__Texte fourni__
Ils n'ont pas eu la chance de passer l'Aïd dans un foyer. Lisa, Cherifa et son bourgeon de 11 ans Mohamed, khalti Malika, Abdeli dit El Bahri et Mohamed… des SDF, des oubliés de la société. Ce sont des hommes et des femmes qui ont basculé dans le monde de la déchéance, du néant et de la marginalisation.
Des gens pourtant qui rêvent seulement de choses simples de la vie, des hommes et des femmes qui ont pourtant exhibé la carte verte, celle de la dignité. Eux, ce sont les exclus de la société, ceux qui n'ont pas droit au rêve, aux projets, à l'espoir. Eux, ce sont ceux qui se font plus ou moins discrets le jour pour se saouler, se «coller»
à leur sachet rempli de diluant ou de Patex et s'éclater à leur manière la nuit. Des tranches de vie les unes aussi bouleversantes que les autres. Des destins singuliers et imprévisibles. Ce sont les sans domicile fixe (SDF) et non les sans difficultés financières ! Ce sont ceux qui se sont retrouvés, par cet état de fait, empêtrés dans les filets de la délinquance, de la débauche et du désespoir. Avec ou sans enfants, marié(e)s, divorcé(e)s ou encore veuves.
Première escale, premières victimes
Mohamed 26 ans et Lisa 24 ans. Nous les avons rencontrés au boulevard Che Guevara. Lisa était «emballée» dans des guenilles humides et se battait avec les pans d'un semblant de couverture pour protéger un tant soit peu sa petite nature transie de froid.
En cette nuit pluvieuse, difficile de tenir au froid glacial sans nourriture. Mohamed, allongé à côté d'elle, sachet bourré de colle Patex à la main et de temps à autre il inspirait son odeur pour voyager et partir loin de ses soucis. «Je m'enfuis, je traverse la mer, pour rejoindre mes frères», s'est-il exprimé avec difficulté.
Nous l'avons interrogé sur les raisons qui l'ont poussé à se réfugier dehors, Mohamed, qui est originaire de l'est du pays, raconte : «Je suis fils d'un officier de l'armée qui a passé sa vie dans les maquis et qui a oublié sa propre famille. Et par la suite il s'est remarié avec une copine à sa fille ! Du coup, je n'ai pas supporté l'humiliation, j'ai quitté le domicile après avoir eu une dépression nerveuse qui m'a terrassé.»

__Consigne 1__
Résumez en deux phrases le texte sur les sans domicile fixe.
__Consigne 2__
Dans le texte sur les sans domicile fixe, à quel endroit Mohamed et Lisa ont-ils été rencontrés ?

__Données enregistrées__
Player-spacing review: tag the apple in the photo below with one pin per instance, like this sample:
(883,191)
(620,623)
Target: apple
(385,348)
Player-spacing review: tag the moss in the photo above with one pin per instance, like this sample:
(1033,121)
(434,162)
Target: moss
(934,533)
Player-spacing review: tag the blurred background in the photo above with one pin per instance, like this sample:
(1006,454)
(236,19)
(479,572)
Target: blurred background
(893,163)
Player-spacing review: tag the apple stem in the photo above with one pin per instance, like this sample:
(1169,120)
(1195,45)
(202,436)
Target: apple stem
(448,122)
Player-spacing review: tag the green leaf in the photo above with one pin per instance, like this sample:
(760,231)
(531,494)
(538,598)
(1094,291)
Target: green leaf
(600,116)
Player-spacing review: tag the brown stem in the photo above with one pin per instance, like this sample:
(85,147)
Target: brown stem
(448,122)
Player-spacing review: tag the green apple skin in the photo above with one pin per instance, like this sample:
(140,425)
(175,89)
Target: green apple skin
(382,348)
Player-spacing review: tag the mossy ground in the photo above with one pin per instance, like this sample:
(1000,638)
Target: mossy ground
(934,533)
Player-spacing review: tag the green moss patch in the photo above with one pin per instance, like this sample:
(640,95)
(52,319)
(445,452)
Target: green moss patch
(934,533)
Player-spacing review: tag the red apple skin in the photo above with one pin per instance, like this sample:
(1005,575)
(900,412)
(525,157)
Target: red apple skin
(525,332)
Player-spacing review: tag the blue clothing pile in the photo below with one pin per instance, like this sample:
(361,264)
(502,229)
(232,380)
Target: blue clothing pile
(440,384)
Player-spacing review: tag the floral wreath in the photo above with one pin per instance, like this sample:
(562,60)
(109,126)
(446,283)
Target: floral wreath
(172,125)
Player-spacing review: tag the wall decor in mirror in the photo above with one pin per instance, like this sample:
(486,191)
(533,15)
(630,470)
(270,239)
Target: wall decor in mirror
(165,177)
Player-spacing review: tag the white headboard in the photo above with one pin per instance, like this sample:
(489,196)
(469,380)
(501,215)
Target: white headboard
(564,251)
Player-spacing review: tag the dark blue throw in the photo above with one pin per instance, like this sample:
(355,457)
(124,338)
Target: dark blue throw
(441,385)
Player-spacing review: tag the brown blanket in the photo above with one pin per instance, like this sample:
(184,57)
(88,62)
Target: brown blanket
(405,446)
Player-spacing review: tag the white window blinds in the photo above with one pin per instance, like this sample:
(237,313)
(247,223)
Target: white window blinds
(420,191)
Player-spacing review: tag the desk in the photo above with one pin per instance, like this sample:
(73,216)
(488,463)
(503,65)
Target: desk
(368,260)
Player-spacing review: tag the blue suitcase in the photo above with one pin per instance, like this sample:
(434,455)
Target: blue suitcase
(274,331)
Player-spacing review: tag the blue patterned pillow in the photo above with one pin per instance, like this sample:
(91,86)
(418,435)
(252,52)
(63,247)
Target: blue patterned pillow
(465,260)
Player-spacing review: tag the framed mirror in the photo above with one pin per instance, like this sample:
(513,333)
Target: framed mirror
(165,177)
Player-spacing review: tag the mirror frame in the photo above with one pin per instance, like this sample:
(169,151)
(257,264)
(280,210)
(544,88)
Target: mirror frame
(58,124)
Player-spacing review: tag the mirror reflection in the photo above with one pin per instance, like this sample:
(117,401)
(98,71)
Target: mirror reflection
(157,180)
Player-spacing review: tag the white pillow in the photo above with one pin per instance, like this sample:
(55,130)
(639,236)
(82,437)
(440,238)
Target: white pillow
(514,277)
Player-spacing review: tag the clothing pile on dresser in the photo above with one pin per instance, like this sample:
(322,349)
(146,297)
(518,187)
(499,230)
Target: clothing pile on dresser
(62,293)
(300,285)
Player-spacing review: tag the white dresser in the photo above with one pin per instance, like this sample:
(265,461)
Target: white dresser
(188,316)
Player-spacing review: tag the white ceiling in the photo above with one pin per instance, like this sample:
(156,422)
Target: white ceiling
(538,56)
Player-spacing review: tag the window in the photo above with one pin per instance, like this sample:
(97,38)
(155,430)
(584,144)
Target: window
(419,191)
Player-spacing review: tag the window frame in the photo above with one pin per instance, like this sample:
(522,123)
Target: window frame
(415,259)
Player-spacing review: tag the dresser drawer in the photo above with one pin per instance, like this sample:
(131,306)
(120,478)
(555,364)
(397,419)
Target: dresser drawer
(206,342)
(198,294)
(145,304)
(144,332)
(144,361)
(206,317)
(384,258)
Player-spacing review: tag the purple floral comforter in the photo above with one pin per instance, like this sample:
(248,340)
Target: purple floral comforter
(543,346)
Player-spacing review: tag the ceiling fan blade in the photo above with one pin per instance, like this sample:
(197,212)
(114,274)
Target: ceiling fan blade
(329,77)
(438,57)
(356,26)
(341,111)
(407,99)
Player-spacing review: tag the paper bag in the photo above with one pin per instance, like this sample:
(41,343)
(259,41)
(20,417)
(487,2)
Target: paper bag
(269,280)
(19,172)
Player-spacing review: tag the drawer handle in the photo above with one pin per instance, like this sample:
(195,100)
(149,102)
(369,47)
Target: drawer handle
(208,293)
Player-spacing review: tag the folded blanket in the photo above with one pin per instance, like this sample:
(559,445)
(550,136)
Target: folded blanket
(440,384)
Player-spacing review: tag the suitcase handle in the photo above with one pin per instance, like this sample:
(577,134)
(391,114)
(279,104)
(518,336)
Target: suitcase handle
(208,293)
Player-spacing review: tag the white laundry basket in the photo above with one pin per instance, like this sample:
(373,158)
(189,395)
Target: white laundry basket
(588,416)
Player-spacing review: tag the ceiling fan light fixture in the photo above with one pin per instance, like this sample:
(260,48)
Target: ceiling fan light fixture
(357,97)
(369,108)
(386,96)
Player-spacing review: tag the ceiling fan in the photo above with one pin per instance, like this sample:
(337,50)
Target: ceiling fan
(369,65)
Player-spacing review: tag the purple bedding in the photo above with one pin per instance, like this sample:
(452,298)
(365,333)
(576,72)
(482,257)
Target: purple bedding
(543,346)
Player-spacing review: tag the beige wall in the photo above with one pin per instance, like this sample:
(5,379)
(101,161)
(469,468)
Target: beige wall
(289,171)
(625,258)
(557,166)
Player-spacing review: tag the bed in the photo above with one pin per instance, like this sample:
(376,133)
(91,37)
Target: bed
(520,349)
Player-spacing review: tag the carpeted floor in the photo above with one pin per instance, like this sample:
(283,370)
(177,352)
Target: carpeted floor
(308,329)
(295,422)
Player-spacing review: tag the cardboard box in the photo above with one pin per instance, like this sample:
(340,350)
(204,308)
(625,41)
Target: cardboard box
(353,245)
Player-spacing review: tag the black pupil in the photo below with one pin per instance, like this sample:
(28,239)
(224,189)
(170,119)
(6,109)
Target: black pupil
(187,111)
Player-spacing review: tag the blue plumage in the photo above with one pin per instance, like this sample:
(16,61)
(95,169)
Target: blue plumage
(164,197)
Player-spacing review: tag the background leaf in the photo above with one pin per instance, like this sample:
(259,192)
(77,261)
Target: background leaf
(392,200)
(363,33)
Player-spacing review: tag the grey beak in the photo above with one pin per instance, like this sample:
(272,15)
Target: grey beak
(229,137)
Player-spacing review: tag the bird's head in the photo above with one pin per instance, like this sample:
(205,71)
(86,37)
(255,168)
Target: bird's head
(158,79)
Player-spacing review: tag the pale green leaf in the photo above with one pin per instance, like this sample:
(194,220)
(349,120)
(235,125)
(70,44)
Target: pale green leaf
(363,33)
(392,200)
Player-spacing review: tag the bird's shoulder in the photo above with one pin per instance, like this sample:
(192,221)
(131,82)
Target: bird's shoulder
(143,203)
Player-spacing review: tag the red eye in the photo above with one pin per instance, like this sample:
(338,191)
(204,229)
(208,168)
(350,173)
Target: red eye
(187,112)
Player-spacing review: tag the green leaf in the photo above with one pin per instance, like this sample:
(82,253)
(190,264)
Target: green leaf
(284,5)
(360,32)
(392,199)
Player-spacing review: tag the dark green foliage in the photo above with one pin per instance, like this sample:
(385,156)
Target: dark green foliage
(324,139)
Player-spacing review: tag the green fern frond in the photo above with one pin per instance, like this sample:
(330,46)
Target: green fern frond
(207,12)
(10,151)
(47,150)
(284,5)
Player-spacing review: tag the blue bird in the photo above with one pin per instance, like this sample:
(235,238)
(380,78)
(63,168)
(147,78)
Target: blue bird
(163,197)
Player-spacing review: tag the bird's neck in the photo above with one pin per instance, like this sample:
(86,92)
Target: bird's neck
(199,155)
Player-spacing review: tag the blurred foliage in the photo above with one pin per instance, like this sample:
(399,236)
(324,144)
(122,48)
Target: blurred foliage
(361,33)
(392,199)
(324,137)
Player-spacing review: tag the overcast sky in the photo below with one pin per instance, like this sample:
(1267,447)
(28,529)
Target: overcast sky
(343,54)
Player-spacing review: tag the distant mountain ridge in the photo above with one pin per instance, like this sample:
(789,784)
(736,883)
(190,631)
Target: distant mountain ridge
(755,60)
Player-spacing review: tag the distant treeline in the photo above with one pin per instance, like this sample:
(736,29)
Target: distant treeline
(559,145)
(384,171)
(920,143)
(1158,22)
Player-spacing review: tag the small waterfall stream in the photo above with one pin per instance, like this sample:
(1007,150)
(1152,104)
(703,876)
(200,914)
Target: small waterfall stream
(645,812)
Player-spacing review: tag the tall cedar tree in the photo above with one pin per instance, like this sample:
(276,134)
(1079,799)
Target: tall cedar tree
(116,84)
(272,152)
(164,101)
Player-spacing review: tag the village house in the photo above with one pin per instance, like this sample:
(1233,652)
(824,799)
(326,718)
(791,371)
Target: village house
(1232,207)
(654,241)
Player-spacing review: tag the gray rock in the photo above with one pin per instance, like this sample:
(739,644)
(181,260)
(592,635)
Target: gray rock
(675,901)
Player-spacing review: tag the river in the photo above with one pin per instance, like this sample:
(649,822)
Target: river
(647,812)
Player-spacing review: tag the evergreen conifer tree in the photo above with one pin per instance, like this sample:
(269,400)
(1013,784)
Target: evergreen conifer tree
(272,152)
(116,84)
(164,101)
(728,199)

__Résultat 1__
Le texte présente des sans domicile fixe qui n'ont pas passé l'Aïd dans un foyer, des exclus de la société tombés dans la délinquance, la débauche et le désespoir. Il décrit la rencontre, par une nuit pluvieuse au boulevard Che Guevara, avec Mohamed et Lisa, et Mohamed raconte avoir quitté le domicile familial après le remariage de son père, officier de l'armée, et une dépression nerveuse.

__Résultat 2__
Au boulevard Che Guevara.